** RECORDS FOR THE EXERCISE follows **
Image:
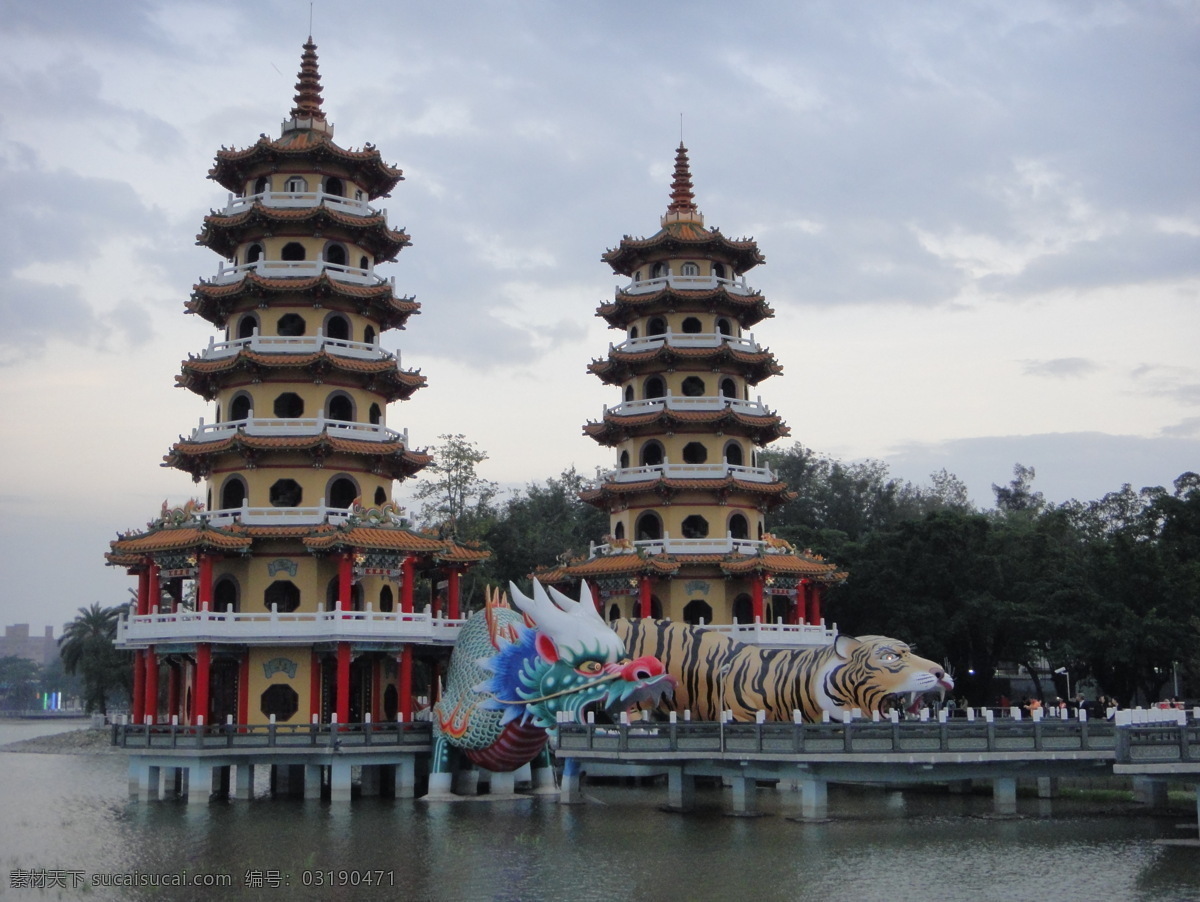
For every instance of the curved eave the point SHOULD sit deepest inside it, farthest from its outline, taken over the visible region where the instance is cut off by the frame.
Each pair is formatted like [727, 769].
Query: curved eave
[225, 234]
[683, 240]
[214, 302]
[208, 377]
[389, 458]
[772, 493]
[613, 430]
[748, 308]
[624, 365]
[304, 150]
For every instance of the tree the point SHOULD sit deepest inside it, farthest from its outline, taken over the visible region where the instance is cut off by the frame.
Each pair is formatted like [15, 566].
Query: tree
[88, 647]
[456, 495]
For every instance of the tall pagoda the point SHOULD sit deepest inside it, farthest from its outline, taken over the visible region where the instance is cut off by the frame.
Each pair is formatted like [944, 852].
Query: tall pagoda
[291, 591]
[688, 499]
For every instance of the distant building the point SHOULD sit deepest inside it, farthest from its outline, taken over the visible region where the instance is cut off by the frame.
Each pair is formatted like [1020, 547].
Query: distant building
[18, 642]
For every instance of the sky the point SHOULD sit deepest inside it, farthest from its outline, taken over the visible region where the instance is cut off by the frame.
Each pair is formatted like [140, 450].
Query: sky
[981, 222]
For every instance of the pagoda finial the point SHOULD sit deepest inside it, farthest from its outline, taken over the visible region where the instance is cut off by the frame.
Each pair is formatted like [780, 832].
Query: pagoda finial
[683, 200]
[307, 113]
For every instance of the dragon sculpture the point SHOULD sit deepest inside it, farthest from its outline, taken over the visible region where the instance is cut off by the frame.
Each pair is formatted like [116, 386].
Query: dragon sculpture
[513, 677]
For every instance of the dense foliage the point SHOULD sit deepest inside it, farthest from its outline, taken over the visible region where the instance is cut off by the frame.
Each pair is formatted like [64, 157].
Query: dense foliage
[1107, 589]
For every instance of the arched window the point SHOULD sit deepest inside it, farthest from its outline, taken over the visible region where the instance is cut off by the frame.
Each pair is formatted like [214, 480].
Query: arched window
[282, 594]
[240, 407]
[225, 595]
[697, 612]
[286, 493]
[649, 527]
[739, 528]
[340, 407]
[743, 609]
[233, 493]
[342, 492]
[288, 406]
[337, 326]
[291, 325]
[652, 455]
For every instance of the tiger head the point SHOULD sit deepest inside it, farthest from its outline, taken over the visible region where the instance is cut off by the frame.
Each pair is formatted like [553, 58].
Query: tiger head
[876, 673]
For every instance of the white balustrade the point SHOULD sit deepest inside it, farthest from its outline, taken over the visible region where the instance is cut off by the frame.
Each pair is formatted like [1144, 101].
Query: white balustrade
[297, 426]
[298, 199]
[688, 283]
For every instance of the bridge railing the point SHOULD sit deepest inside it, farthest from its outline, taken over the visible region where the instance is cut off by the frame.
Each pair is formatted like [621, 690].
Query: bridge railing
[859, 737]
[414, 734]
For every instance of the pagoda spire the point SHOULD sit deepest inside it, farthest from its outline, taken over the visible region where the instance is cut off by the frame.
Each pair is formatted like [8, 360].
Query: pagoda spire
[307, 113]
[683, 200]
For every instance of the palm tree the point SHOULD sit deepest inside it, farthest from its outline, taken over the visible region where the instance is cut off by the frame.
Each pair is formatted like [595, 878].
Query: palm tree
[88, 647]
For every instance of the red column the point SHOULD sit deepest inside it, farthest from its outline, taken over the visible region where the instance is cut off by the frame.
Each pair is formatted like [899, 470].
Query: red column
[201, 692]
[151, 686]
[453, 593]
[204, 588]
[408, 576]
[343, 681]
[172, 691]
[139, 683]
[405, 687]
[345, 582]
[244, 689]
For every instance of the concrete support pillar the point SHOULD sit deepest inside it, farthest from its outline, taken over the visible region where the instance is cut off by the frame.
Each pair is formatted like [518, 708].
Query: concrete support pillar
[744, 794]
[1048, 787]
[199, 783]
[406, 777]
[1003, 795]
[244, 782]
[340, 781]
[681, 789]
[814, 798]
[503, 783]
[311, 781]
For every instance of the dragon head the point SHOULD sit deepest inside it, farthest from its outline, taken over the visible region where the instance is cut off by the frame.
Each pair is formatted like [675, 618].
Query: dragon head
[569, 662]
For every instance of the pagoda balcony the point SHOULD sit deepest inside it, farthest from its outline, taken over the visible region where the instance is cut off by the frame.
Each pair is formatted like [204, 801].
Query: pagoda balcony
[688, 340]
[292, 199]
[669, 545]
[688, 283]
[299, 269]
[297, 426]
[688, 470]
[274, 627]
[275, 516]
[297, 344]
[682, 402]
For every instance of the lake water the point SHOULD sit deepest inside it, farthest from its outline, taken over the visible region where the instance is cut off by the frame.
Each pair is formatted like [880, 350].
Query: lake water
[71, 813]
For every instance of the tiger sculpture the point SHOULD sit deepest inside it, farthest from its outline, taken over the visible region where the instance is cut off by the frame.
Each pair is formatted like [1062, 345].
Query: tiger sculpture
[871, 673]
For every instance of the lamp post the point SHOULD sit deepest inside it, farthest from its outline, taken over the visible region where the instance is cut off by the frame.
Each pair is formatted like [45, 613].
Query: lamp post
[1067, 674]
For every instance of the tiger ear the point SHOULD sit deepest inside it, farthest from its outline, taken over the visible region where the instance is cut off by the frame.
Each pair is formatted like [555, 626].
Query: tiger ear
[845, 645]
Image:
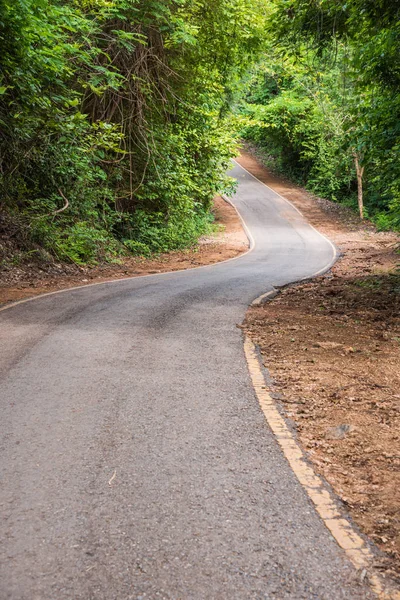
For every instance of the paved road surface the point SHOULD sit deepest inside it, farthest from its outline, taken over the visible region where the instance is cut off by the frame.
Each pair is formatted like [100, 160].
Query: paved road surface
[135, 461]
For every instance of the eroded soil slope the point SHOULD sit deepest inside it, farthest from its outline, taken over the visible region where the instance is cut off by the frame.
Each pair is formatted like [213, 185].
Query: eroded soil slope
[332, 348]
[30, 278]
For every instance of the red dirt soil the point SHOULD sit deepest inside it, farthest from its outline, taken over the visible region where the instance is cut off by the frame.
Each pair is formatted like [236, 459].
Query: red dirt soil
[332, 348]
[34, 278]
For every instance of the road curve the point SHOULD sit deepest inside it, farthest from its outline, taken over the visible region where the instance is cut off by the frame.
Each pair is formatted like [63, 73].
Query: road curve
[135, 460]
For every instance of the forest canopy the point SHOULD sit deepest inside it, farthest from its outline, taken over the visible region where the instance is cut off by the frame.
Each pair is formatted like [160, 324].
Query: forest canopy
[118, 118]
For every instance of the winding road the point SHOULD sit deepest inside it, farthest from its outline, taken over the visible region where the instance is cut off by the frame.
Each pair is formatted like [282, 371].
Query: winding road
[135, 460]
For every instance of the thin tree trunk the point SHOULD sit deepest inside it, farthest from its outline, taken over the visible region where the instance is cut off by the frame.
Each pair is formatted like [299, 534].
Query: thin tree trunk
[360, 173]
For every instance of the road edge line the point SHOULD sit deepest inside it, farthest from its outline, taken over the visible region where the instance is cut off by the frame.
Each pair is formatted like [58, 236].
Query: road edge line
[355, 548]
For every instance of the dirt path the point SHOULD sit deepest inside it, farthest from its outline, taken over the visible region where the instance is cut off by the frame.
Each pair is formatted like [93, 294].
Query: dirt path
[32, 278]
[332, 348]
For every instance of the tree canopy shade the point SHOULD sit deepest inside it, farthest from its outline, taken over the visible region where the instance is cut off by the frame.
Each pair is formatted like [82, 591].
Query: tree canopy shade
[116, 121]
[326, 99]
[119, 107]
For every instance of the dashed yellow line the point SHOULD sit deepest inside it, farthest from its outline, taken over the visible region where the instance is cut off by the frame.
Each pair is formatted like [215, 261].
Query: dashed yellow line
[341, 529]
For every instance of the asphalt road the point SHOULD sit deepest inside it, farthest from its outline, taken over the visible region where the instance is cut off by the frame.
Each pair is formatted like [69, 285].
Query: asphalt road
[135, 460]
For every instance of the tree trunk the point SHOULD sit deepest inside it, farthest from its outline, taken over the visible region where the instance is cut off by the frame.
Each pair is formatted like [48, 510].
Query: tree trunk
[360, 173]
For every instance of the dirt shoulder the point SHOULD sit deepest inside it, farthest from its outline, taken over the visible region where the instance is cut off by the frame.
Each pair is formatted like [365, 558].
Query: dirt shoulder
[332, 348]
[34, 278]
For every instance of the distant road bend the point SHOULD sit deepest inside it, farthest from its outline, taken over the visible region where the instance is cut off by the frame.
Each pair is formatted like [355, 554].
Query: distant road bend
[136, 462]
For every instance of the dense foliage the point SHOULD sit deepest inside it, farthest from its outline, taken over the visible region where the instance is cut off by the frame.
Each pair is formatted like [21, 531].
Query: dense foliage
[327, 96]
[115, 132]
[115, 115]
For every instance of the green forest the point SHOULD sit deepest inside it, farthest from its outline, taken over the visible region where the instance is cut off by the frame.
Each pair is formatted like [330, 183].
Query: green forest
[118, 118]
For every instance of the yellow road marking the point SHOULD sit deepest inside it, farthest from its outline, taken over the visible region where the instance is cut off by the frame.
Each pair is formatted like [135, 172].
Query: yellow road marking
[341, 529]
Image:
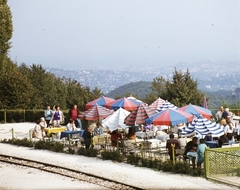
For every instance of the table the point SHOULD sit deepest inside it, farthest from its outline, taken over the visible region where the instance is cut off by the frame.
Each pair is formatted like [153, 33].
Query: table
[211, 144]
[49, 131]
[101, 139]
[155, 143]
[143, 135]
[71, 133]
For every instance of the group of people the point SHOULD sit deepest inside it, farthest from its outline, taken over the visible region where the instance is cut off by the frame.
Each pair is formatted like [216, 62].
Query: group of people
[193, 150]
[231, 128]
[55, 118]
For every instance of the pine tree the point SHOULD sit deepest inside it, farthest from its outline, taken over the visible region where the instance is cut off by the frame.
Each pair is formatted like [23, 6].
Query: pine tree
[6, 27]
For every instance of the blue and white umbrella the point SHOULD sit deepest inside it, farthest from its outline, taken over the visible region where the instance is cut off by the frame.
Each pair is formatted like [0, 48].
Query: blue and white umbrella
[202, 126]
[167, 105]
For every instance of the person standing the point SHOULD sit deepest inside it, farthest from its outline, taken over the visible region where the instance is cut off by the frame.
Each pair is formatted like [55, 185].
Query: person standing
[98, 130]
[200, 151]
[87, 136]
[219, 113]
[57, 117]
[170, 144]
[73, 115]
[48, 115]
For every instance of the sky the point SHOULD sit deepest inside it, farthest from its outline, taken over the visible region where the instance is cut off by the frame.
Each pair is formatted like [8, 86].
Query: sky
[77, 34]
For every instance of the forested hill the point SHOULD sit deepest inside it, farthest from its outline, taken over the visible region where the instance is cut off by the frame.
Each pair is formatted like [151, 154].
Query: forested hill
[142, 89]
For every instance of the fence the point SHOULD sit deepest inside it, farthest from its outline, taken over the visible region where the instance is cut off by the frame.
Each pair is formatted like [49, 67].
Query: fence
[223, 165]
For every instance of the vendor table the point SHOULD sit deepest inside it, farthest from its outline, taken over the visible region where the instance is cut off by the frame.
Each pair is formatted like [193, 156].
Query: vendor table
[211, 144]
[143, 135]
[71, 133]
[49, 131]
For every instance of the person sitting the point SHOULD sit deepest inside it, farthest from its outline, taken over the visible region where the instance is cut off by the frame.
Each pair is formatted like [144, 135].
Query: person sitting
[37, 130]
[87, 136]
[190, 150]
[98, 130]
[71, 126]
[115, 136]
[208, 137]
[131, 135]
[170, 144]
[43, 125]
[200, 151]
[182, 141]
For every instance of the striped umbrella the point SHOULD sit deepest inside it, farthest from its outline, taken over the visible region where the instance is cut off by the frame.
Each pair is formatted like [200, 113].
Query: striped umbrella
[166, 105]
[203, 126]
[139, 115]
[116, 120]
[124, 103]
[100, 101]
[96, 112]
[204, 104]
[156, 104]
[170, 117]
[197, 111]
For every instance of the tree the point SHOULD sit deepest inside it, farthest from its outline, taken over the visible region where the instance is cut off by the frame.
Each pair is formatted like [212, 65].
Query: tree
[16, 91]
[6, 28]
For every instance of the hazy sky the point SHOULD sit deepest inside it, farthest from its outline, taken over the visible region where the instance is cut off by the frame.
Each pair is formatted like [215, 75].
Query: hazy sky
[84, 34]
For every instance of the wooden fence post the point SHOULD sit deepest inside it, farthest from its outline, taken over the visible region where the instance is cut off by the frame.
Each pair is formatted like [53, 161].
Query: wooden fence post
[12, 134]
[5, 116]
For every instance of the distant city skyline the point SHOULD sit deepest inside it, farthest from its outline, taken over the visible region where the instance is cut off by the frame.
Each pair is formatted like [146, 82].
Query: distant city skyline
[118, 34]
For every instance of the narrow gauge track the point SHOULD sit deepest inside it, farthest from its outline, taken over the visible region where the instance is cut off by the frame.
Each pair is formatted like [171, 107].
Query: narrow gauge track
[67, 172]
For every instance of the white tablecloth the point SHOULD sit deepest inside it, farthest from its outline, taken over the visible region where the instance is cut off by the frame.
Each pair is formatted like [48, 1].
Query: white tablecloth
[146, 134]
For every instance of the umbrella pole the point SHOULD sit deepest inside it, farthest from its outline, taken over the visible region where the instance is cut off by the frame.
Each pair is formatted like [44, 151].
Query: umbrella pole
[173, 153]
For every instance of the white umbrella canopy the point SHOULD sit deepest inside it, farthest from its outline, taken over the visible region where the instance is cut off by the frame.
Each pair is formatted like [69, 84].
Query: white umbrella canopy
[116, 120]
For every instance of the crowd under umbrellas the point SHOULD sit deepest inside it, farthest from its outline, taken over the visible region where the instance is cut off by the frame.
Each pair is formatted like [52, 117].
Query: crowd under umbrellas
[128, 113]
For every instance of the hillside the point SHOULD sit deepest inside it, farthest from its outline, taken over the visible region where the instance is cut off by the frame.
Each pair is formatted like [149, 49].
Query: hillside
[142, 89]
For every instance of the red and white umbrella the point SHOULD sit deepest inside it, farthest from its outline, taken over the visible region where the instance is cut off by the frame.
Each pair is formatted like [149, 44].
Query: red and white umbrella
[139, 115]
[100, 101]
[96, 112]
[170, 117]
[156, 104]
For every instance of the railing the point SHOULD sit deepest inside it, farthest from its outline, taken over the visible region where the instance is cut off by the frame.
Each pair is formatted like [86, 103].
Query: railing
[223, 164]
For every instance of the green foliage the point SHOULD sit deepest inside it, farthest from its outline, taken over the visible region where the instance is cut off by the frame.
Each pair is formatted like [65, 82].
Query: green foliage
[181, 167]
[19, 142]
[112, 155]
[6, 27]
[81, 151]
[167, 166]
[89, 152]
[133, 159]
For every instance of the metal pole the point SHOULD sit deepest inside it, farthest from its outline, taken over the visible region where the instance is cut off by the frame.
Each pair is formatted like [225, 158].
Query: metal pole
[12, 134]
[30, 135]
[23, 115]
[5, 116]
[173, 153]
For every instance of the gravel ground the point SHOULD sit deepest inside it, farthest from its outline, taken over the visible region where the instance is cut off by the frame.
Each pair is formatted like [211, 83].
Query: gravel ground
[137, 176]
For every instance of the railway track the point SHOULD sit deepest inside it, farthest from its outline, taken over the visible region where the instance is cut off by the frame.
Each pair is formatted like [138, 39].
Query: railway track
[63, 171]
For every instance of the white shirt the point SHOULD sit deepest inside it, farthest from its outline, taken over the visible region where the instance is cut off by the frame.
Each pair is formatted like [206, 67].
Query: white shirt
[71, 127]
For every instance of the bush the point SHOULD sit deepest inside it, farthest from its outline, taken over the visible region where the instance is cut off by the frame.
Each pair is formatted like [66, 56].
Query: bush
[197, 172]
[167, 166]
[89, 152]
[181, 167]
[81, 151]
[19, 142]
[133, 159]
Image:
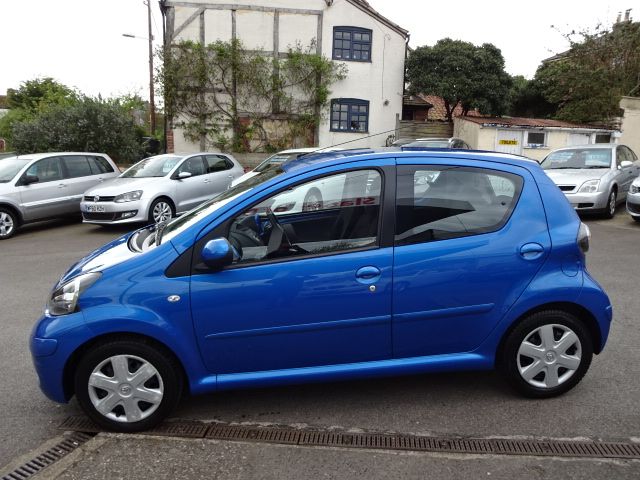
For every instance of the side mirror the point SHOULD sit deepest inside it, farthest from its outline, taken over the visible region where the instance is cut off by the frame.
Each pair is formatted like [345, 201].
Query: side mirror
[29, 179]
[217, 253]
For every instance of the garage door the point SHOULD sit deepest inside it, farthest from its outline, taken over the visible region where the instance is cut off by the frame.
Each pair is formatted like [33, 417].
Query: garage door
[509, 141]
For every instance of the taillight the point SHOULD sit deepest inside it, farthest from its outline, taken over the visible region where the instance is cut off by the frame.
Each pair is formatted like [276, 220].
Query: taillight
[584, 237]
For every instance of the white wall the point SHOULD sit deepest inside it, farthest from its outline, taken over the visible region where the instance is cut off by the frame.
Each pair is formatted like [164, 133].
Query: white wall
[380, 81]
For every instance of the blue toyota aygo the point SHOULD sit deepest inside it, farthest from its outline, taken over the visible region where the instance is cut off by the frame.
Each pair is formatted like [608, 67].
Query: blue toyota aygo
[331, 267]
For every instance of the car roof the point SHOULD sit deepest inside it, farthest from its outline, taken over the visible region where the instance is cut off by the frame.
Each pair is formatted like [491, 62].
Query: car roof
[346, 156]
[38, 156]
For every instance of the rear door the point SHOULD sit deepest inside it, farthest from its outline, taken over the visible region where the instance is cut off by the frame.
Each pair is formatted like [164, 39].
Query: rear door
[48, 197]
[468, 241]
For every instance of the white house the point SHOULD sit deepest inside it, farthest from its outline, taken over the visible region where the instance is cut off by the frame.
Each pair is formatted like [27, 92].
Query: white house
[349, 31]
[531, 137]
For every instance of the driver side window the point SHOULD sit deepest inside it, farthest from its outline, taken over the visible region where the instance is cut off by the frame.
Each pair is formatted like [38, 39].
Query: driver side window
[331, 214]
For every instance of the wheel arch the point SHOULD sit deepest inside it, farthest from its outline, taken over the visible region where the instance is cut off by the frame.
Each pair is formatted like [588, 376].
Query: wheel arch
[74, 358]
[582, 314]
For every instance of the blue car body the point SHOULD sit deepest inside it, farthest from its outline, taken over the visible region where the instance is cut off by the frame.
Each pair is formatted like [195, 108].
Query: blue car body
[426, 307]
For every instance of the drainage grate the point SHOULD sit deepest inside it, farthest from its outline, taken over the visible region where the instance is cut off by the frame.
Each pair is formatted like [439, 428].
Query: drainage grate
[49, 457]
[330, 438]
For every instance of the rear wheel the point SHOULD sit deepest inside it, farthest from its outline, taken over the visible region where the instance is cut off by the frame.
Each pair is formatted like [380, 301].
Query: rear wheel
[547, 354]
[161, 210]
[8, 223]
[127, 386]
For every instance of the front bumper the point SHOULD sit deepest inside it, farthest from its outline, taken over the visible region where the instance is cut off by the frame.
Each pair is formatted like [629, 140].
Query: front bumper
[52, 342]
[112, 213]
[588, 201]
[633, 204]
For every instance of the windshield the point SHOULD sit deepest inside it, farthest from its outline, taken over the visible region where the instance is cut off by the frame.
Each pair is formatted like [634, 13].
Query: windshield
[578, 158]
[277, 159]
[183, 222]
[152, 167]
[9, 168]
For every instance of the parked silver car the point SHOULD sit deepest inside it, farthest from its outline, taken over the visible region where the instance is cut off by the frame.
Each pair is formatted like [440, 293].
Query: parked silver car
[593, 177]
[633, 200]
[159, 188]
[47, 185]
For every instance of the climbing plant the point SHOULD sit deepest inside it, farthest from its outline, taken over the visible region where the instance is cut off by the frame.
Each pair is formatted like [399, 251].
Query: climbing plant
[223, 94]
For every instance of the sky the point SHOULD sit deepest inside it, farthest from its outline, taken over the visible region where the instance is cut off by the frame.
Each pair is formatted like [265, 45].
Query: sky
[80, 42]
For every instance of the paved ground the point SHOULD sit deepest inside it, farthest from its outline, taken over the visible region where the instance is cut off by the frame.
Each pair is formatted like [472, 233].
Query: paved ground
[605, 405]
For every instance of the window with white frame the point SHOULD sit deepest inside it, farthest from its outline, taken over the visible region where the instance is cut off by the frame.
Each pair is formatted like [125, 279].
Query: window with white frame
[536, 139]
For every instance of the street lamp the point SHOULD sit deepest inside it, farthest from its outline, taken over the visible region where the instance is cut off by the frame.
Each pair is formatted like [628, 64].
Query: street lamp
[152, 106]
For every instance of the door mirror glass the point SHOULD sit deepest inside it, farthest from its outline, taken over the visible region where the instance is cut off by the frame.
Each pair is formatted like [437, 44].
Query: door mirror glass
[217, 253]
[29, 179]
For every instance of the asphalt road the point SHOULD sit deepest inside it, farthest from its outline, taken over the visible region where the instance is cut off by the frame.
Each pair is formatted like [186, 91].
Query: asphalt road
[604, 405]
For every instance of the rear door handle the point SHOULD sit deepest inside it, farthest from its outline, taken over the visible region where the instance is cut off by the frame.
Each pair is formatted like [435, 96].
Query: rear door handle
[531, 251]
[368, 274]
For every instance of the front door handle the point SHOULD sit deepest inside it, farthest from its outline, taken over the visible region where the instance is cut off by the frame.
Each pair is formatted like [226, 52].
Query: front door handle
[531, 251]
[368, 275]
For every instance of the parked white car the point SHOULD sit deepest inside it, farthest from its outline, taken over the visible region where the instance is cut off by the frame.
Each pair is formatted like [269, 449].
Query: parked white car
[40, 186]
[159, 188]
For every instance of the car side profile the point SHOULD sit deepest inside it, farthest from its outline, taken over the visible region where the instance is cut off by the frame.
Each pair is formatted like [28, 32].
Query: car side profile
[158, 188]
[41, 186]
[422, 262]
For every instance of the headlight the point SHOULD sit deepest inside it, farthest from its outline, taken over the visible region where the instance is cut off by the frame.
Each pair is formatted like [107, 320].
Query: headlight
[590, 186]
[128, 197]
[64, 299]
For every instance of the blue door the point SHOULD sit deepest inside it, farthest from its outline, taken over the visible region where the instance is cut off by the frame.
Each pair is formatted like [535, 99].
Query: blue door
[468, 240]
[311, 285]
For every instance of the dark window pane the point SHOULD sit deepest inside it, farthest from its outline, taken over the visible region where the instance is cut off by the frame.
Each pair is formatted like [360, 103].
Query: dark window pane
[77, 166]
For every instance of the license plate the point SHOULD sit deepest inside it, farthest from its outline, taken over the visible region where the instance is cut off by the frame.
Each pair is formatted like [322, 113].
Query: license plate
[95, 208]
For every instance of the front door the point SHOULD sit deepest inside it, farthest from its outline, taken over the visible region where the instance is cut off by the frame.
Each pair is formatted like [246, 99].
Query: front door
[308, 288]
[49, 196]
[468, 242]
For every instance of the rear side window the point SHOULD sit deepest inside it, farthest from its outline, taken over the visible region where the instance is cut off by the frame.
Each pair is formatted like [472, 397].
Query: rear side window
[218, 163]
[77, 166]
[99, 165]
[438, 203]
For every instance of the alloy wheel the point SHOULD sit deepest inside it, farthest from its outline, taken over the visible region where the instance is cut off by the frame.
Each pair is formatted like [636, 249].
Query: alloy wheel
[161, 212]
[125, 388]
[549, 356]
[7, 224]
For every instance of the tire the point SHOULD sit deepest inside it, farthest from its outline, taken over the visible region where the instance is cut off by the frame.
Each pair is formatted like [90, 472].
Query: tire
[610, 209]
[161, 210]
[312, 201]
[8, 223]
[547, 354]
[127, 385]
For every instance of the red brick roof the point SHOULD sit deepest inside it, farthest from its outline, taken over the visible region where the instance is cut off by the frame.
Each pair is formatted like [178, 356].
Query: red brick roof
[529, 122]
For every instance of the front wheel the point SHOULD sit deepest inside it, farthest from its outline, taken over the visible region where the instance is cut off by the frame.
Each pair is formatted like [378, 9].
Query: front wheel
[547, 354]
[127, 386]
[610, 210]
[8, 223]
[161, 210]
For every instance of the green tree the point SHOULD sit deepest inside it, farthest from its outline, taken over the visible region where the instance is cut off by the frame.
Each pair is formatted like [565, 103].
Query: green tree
** End of RECORDS FOR THE EXERCISE **
DESCRIPTION OF THE TASK:
Look through the entries above and quote exactly the lines from the line with "For every instance of the red and" to the line with "Each pair is formatted like [149, 44].", counting both of those lines.

EXERCISE OUTPUT:
For every instance of the red and white umbrella the point SHOULD sit deepest inside it, farthest from its outline, taken over the visible region where the instance is cut off by the frame.
Each pair is formatted like [149, 44].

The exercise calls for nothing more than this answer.